===== Supplied records
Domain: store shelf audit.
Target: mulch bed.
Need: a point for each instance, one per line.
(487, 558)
==========
===== Supplied records
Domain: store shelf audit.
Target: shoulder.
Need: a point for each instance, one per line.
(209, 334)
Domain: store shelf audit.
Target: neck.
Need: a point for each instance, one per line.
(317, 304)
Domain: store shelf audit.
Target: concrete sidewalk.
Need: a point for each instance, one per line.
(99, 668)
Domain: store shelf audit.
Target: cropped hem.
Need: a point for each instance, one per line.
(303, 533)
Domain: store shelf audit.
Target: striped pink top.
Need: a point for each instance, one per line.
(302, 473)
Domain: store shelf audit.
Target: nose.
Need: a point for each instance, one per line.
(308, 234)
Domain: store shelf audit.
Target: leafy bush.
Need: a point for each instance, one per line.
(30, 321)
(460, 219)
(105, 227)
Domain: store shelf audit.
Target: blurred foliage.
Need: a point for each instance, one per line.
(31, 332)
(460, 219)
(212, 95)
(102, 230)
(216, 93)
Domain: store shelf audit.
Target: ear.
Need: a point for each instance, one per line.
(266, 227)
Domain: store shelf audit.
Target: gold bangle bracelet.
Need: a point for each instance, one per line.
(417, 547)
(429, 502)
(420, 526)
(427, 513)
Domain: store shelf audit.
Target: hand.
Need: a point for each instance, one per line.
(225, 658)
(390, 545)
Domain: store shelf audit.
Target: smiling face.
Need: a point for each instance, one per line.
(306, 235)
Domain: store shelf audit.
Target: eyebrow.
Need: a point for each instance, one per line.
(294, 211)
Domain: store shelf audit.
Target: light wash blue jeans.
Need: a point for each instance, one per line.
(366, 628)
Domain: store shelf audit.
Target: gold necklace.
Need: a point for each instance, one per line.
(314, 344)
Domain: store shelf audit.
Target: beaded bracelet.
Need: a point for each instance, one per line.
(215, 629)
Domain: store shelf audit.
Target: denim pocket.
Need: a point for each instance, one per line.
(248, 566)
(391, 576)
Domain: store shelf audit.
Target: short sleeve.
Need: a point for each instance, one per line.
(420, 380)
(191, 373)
==========
===== Supplied records
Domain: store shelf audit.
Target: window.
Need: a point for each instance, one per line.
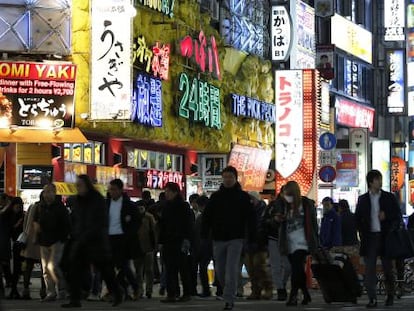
==========
* [Description of the task]: Count the lines in the entries above that contain the word "gold" and reply with only that number.

* [Response to the exercise]: 2